**Set exercise**.
Without omitting anything, return the records precisely as given.

+ + + + +

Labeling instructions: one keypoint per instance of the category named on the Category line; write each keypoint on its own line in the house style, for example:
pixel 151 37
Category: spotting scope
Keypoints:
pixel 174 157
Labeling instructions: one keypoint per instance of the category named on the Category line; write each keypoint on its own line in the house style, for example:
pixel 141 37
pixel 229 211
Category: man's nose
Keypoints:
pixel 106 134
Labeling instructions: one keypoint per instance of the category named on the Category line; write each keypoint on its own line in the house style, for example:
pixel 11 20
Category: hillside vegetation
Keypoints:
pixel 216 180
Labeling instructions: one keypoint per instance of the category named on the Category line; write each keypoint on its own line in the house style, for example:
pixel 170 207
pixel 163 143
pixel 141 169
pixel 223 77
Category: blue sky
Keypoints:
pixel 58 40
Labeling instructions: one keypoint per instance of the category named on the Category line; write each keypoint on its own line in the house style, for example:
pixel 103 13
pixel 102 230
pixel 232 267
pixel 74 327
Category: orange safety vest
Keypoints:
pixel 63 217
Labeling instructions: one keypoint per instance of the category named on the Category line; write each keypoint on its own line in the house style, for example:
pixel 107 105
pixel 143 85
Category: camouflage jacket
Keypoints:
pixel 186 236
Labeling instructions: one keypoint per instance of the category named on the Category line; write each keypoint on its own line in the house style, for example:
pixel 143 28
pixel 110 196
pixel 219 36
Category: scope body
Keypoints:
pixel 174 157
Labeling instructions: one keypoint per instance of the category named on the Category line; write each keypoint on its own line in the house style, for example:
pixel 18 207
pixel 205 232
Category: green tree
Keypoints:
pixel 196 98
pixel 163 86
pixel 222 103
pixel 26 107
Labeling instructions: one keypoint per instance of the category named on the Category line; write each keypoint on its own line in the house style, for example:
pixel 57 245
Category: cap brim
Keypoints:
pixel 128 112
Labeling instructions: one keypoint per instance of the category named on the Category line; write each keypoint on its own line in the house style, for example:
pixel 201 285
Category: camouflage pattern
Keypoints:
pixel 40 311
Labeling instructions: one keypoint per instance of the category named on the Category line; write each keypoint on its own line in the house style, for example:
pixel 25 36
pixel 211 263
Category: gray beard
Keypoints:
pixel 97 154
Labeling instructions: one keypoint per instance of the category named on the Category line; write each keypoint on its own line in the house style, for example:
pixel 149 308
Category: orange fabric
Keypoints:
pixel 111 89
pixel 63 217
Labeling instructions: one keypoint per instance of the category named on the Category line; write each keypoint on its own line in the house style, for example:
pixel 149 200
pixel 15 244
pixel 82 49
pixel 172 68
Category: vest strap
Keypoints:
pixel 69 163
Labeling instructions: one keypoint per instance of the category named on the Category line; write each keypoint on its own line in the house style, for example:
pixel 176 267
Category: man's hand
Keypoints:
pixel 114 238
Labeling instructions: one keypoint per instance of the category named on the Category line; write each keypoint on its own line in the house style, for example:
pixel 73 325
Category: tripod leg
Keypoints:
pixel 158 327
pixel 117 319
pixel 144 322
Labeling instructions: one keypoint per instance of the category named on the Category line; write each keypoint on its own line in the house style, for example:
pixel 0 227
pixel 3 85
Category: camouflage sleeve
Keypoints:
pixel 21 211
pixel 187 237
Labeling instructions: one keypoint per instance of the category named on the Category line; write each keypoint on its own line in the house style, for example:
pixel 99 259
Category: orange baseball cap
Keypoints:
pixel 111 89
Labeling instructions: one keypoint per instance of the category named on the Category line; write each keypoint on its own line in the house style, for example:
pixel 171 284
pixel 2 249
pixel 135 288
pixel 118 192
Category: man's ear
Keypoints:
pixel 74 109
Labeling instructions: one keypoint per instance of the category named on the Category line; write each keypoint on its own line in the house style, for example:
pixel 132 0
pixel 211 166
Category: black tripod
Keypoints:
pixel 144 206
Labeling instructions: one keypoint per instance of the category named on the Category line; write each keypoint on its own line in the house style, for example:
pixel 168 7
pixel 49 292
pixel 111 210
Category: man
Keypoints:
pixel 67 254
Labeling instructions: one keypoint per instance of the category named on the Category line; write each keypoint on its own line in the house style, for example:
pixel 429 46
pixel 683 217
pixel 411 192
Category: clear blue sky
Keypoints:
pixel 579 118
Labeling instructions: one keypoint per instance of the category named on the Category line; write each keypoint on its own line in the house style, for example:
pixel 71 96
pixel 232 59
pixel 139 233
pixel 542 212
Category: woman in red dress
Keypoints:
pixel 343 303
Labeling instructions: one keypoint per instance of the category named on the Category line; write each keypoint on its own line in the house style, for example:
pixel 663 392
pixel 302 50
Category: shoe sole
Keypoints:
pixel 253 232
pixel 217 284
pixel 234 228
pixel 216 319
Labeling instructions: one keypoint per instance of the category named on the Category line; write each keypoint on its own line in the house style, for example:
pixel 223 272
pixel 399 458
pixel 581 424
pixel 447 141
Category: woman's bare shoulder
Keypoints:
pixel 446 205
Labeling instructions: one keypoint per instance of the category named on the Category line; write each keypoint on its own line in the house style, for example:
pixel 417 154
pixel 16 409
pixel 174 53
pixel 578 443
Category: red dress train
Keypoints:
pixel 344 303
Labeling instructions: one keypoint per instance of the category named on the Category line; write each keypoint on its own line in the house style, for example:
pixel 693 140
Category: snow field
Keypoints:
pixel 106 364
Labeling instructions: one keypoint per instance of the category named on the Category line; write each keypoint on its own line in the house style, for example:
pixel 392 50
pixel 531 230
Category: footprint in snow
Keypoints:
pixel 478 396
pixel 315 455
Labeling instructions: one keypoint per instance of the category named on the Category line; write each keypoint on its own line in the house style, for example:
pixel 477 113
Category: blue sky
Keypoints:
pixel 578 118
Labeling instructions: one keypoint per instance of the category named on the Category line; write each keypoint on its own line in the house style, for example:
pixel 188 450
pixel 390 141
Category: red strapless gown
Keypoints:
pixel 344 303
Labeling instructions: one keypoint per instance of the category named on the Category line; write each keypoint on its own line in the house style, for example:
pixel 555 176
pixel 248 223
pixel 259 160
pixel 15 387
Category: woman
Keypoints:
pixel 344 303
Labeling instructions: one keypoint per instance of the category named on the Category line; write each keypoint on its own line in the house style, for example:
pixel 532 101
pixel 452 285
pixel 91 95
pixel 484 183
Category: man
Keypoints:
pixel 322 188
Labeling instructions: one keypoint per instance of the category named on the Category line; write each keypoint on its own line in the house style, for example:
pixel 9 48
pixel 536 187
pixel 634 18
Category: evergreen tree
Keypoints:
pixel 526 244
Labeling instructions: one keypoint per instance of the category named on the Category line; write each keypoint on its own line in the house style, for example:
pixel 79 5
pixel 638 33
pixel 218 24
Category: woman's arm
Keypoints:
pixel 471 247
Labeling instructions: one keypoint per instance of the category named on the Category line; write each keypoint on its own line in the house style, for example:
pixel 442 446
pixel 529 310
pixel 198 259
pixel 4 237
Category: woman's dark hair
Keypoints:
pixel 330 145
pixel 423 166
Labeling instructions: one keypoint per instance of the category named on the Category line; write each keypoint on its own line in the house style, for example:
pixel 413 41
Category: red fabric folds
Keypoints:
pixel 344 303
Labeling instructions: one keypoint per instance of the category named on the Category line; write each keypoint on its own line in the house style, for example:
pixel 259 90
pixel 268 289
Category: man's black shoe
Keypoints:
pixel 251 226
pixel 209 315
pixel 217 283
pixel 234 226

+ + + + +

**Final answer**.
Labeling instructions: one keypoint per instance of the category named on the Category line; write each keypoint on its own line in the house style, for example:
pixel 151 37
Category: spotting scope
Keypoints:
pixel 174 157
Labeling instructions: one keypoint per instance of the category named on the Category line; write each keypoint on its own line in the house style, for example:
pixel 141 37
pixel 229 211
Category: man's nose
Keypoints:
pixel 106 134
Labeling instructions: one keypoint per instance of the category named on the Category line; write each keypoint on its own line in the house style, for example:
pixel 11 20
Category: hillside vegetation
Keypoints:
pixel 216 180
Labeling instructions: one keypoint per instance of the category named on the Category line; write each keypoint on its own line in the house style, for example:
pixel 170 207
pixel 163 143
pixel 141 169
pixel 223 77
Category: blue sky
Keypoints:
pixel 58 40
Labeling instructions: one keypoint per instance of the category named on the Category line; write each keypoint on its own line in the house style, for example:
pixel 103 13
pixel 102 230
pixel 232 267
pixel 74 327
Category: orange safety vest
Keypoints:
pixel 63 217
Labeling instructions: one keypoint per instance of the category named on the Category line; write each keypoint on its own line in the house style, for example:
pixel 107 105
pixel 143 85
Category: camouflage jacket
Keypoints:
pixel 186 236
Labeling instructions: one keypoint per instance of the category named on the Category line; write each keypoint on its own line in the house style, for example:
pixel 143 28
pixel 110 196
pixel 219 36
Category: scope body
Keypoints:
pixel 174 157
Labeling instructions: one keypoint per instance of the category named on the Category line; write each keypoint on its own line in the house style, for example:
pixel 18 207
pixel 205 232
Category: green tree
Keypoints:
pixel 196 98
pixel 163 86
pixel 222 103
pixel 26 107
Labeling instructions: one keypoint per instance of the category named on the Category line; write each keypoint on its own line in the house style, for example:
pixel 57 245
Category: cap brim
Keypoints:
pixel 128 112
Labeling instructions: one keypoint per instance of the category named on the Category line; write each keypoint on its own line in the house style, for example:
pixel 201 285
Category: camouflage pattern
Keypoints:
pixel 40 311
Labeling instructions: one keypoint per instance of the category named on the Category line; write each keypoint on its own line in the house style, for example:
pixel 25 36
pixel 211 263
Category: gray beard
Keypoints:
pixel 97 154
Labeling instructions: one keypoint per instance of the category named on the Category line; write each keypoint on its own line in the house style, for example:
pixel 149 308
Category: orange fabric
Keypoints:
pixel 111 89
pixel 63 217
Labeling instructions: one keypoint per instance of the category named on the Category line; write each keypoint on its own line in the house style, for example:
pixel 149 200
pixel 15 244
pixel 82 49
pixel 172 68
Category: vest strap
Keypoints:
pixel 69 163
Labeling instructions: one keypoint per instance of the category named on the Category line; write each keypoint on its own line in the house style, for example:
pixel 176 267
Category: man's hand
Keypoints:
pixel 114 238
Labeling instructions: one keypoint per instance of the category named on the Category line; write each keypoint on its own line in the house style, for example:
pixel 73 325
Category: tripod leg
Keypoints:
pixel 158 327
pixel 117 319
pixel 144 322
Labeling instructions: one keypoint per instance of the category named on the Category line; write each keypoint on its own line in the house style, for example:
pixel 0 227
pixel 3 85
Category: camouflage sleeve
Keypoints:
pixel 21 211
pixel 187 237
Labeling instructions: one keypoint per instance of the category named on the Category line; write each keypoint on its own line in the house style, for example:
pixel 99 259
Category: orange baseball cap
Keypoints:
pixel 111 89
Labeling instructions: one keypoint per instance of the category named on the Category line; write each keypoint on its own line in the house style, for example:
pixel 171 284
pixel 2 249
pixel 135 288
pixel 118 192
Category: man's ear
Keypoints:
pixel 74 109
Labeling instructions: one keypoint per instance of the category named on the Category line; write each keypoint on its own line in the house style, for example:
pixel 132 0
pixel 211 166
Category: black tripod
Keypoints:
pixel 144 206
Labeling instructions: one keypoint per instance of the category named on the Category line; write each keypoint on its own line in the house style, for example:
pixel 168 7
pixel 49 292
pixel 111 210
Category: man
Keypoints:
pixel 67 254
Labeling instructions: one keypoint per instance of the category named on the Category line; write each keypoint on its own line in the house style, for example:
pixel 429 46
pixel 683 217
pixel 411 192
Category: clear blue sky
Keypoints:
pixel 579 118
Labeling instructions: one keypoint per instance of the category named on the Category line; write each keypoint on its own line in the house style, for example:
pixel 71 96
pixel 232 59
pixel 139 233
pixel 542 212
Category: woman in red dress
Keypoints:
pixel 343 303
Labeling instructions: one keypoint per instance of the category named on the Category line; write each keypoint on its own line in the house style, for example:
pixel 663 392
pixel 302 50
Category: shoe sole
Keypoints:
pixel 253 232
pixel 217 284
pixel 234 228
pixel 216 319
Labeling instructions: one keypoint per instance of the category named on the Category line; write each keypoint on its own line in the house style, for example:
pixel 223 272
pixel 399 458
pixel 581 424
pixel 447 141
Category: woman's bare shoulder
Keypoints:
pixel 446 205
Labeling instructions: one keypoint per instance of the category named on the Category line; write each keypoint on its own line in the house style, for example:
pixel 417 154
pixel 16 409
pixel 174 53
pixel 578 443
Category: red dress train
Keypoints:
pixel 344 303
Labeling instructions: one keypoint per instance of the category named on the Category line; write each keypoint on its own line in the house style, for example:
pixel 693 140
Category: snow field
Keypoints:
pixel 106 364
Labeling instructions: one keypoint per instance of the category named on the Category line; write each keypoint on its own line in the house style, for example:
pixel 392 50
pixel 531 230
Category: footprint in snow
Keypoints:
pixel 478 396
pixel 315 455
Labeling instructions: one keypoint per instance of the category named on the Category line; write each keypoint on its own line in the house style, for example:
pixel 477 113
Category: blue sky
Keypoints:
pixel 578 118
Labeling instructions: one keypoint per instance of the category named on the Category line; write each keypoint on its own line in the house style, for example:
pixel 188 450
pixel 390 141
Category: red strapless gown
Keypoints:
pixel 344 303
Labeling instructions: one keypoint per instance of the category named on the Category line; write each keypoint on its own line in the house style, for example:
pixel 555 176
pixel 248 223
pixel 259 160
pixel 15 387
Category: woman
Keypoints:
pixel 344 303
Labeling instructions: one keypoint per instance of the category named on the Category line; write each keypoint on its own line in the house style, for example:
pixel 532 101
pixel 452 285
pixel 91 95
pixel 484 183
Category: man
Keypoints:
pixel 322 188
Labeling instructions: one keypoint per instance of the category named on the Category line; write each keypoint on its own line in the house style, for example:
pixel 9 48
pixel 536 187
pixel 634 18
Category: evergreen tree
Keypoints:
pixel 526 244
Labeling instructions: one keypoint per instance of the category named on the Category line; write each keypoint on its own line in the house style, for example:
pixel 79 5
pixel 638 33
pixel 218 24
Category: woman's arm
Keypoints:
pixel 471 247
Labeling instructions: one keypoint per instance of the category named on the Category line; write each keypoint on its own line in the house style, for example:
pixel 442 446
pixel 529 310
pixel 198 259
pixel 4 237
Category: woman's dark hair
Keypoints:
pixel 330 145
pixel 423 166
Labeling instructions: one keypoint per instance of the category named on the Category line; write each keypoint on its own line in the house style, for example:
pixel 413 41
Category: red fabric folds
Keypoints:
pixel 344 303
Labeling instructions: one keypoint per instance of the category named on the Category line; write each keypoint on its own line in the house style, for example:
pixel 259 90
pixel 268 289
Category: man's black shoe
Keypoints:
pixel 251 226
pixel 209 315
pixel 217 283
pixel 234 226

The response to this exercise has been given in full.